▸ **What to do**:
Please reproduce every one of the records below word for word, keeping each line in its original order.

Start of Records for the task

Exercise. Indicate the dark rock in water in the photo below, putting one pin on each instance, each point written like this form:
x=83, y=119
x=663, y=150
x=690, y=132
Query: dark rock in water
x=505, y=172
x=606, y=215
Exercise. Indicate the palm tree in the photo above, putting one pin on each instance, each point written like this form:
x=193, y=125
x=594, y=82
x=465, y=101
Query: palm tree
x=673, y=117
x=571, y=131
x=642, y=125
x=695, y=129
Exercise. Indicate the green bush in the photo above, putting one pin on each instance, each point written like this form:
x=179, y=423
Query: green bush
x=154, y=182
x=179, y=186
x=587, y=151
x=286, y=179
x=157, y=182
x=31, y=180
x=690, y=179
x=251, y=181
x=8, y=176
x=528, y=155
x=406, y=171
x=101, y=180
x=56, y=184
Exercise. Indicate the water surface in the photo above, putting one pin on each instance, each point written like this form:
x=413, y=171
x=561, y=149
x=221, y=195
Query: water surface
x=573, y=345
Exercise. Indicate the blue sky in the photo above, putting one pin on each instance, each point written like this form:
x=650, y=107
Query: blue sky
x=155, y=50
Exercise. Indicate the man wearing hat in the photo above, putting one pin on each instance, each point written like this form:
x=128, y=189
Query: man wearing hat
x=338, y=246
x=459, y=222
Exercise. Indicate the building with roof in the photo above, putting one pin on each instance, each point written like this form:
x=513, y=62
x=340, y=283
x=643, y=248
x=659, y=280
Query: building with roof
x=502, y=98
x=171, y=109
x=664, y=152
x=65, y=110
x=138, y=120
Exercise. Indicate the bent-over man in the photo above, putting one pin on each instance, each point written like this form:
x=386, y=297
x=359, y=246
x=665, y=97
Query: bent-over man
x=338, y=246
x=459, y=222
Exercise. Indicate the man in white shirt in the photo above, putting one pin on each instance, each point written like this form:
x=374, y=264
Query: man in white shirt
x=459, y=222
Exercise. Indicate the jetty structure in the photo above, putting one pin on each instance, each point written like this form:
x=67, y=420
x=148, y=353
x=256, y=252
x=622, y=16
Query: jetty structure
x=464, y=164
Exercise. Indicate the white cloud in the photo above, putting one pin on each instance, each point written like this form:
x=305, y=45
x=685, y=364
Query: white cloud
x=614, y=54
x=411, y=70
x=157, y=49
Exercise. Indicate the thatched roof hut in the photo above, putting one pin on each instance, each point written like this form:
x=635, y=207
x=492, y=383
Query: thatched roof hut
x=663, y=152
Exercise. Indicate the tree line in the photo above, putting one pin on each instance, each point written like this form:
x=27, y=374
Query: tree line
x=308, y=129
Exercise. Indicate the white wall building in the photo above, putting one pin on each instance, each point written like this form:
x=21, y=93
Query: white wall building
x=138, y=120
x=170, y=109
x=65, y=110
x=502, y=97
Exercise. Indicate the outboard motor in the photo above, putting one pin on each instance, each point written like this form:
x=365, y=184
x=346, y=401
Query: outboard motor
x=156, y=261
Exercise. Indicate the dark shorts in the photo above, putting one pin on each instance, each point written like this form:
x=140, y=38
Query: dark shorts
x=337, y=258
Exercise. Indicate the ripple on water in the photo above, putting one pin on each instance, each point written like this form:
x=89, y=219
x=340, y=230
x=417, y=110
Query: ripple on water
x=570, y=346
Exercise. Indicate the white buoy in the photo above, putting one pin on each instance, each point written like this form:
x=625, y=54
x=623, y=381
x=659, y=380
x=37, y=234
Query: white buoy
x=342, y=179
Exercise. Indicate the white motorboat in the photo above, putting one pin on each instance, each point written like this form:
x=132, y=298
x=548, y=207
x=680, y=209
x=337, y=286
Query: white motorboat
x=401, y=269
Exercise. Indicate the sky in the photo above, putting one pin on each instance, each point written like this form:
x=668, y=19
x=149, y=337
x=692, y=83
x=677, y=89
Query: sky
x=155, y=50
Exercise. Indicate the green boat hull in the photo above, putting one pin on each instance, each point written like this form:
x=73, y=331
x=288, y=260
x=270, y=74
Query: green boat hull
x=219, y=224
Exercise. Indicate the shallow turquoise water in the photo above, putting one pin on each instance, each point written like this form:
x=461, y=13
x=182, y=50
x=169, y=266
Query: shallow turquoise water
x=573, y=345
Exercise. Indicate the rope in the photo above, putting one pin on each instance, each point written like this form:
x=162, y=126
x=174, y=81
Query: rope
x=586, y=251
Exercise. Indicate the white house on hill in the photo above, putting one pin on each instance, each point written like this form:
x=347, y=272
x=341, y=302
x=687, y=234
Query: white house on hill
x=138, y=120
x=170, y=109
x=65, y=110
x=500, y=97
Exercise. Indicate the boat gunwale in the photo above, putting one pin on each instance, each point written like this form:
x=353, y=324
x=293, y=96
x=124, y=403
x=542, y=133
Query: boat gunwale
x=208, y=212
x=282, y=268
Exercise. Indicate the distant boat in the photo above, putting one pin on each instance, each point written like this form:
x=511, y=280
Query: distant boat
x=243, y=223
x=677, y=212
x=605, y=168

End of Records for the task

▸ **The completed task**:
Exercise. Indicate the dark rock in water in the photo below, putting one pin on each instance, each point written like this form:
x=83, y=119
x=663, y=150
x=690, y=132
Query: dark rock in water
x=505, y=172
x=606, y=215
Exercise. Indicate the palm tree in the photo above, putting one pin on each instance, each point written like this form:
x=193, y=125
x=594, y=82
x=465, y=101
Query: palm tree
x=673, y=117
x=571, y=131
x=642, y=125
x=695, y=129
Exercise. Indicate the green bush in the photo above, putting one pin on each instance, each point written like this form:
x=179, y=423
Query: green bush
x=154, y=182
x=179, y=186
x=587, y=151
x=286, y=179
x=157, y=182
x=31, y=180
x=690, y=179
x=251, y=181
x=8, y=176
x=528, y=155
x=406, y=171
x=101, y=180
x=56, y=184
Exercise. Indicate the water surface in the photo above, putting one pin on each instance, each point written like this form:
x=413, y=171
x=561, y=149
x=221, y=195
Query: water surface
x=573, y=345
Exercise. Indicate the blue sky in the photo above, putting one pin on each instance, each point written like this form:
x=650, y=107
Query: blue sky
x=155, y=50
Exercise. Indicate the man wearing hat in the photo above, putting one pin on each instance, each point written like this form:
x=128, y=189
Query: man wearing hat
x=338, y=246
x=459, y=222
Exercise. Indicate the building with roof in the photo above, putting one pin on each instance, each point written like this form:
x=513, y=62
x=340, y=283
x=643, y=248
x=659, y=280
Query: building with roof
x=502, y=98
x=171, y=109
x=664, y=152
x=65, y=110
x=138, y=120
Exercise. Indicate the bent-over man in the photo above, putting one pin on each instance, each point written like this form:
x=386, y=297
x=359, y=246
x=665, y=97
Query: bent-over man
x=338, y=246
x=459, y=222
Exercise. Indicate the man in white shirt in the photo above, putting one pin on each instance, each point written like this form:
x=374, y=264
Query: man in white shirt
x=459, y=222
Exercise. Indicate the jetty structure in the photo above, putting one pin on each instance, each point written like this form:
x=67, y=420
x=148, y=353
x=256, y=252
x=622, y=16
Query: jetty structure
x=464, y=164
Exercise. Indicate the white cloud in the photo above, putting one pin on each instance, each point written like this form:
x=305, y=45
x=685, y=364
Query: white cloud
x=614, y=54
x=411, y=70
x=157, y=49
Exercise. Indicate the thatched roof hut in the photo above, putting one pin on each instance, each point written like this form:
x=635, y=207
x=492, y=383
Query: thatched roof hut
x=663, y=152
Exercise. Indicate the tree line in the photo above, putting one pin on each instance, each point written like this form:
x=27, y=374
Query: tree line
x=308, y=129
Exercise. Indicate the white wall building in the photo above, putting one pin on each instance, each point written like this form:
x=21, y=93
Query: white wall building
x=138, y=120
x=170, y=109
x=65, y=110
x=502, y=97
Exercise. Indicate the outboard motor in the photo above, putting one pin on each instance, each point written like this form:
x=365, y=184
x=346, y=401
Query: outboard motor
x=156, y=261
Exercise. Indicate the dark shorts in the photo above, putting one pin on each instance, each point written like this form:
x=140, y=38
Query: dark shorts
x=337, y=258
Exercise. Indicate the ripple on water in the photo above, putting one pin on each instance, each point written like this form:
x=89, y=219
x=340, y=230
x=417, y=110
Query: ripple on water
x=570, y=346
Exercise. Indicate the white buoy in the photo above, putting one pin on each instance, each point written like this form:
x=625, y=54
x=623, y=381
x=659, y=380
x=37, y=234
Query: white buoy
x=342, y=179
Exercise. Indicate the white motorboat in the photo above, putting one pin on each instance, each point written like this form:
x=132, y=298
x=548, y=207
x=680, y=209
x=337, y=286
Query: white motorboat
x=401, y=269
Exercise. Indicate the sky in the photo above, putting one pin on each instance, each point written like this form:
x=668, y=19
x=149, y=337
x=692, y=83
x=677, y=89
Query: sky
x=155, y=50
Exercise. Indicate the green boat hull in the photo above, putting one pin on each instance, each point written like this form:
x=73, y=331
x=288, y=260
x=270, y=74
Query: green boat hull
x=219, y=224
Exercise. Indicate the shallow turquoise water in the photo above, putting one pin on each instance, each point written like this form:
x=461, y=13
x=182, y=50
x=169, y=266
Query: shallow turquoise water
x=573, y=345
Exercise. Indicate the rope in the photo above, putting one pin on each instance, each point written like this form:
x=162, y=126
x=174, y=81
Query: rope
x=586, y=251
Exercise. Indicate the white house on hill in the photo above, putting one pin on each instance, each point written like this form:
x=347, y=272
x=341, y=302
x=687, y=234
Query: white house on hill
x=138, y=120
x=170, y=109
x=65, y=110
x=500, y=97
Exercise. Indicate the boat gunwale in the photo above, putting one pin on each instance, each point written like this form:
x=353, y=324
x=293, y=96
x=124, y=403
x=542, y=133
Query: boat gunwale
x=208, y=212
x=282, y=268
Exercise. Indicate the distant boat in the photo above, putting one pin on each instance, each point written like this form:
x=511, y=280
Query: distant boat
x=243, y=223
x=677, y=212
x=605, y=168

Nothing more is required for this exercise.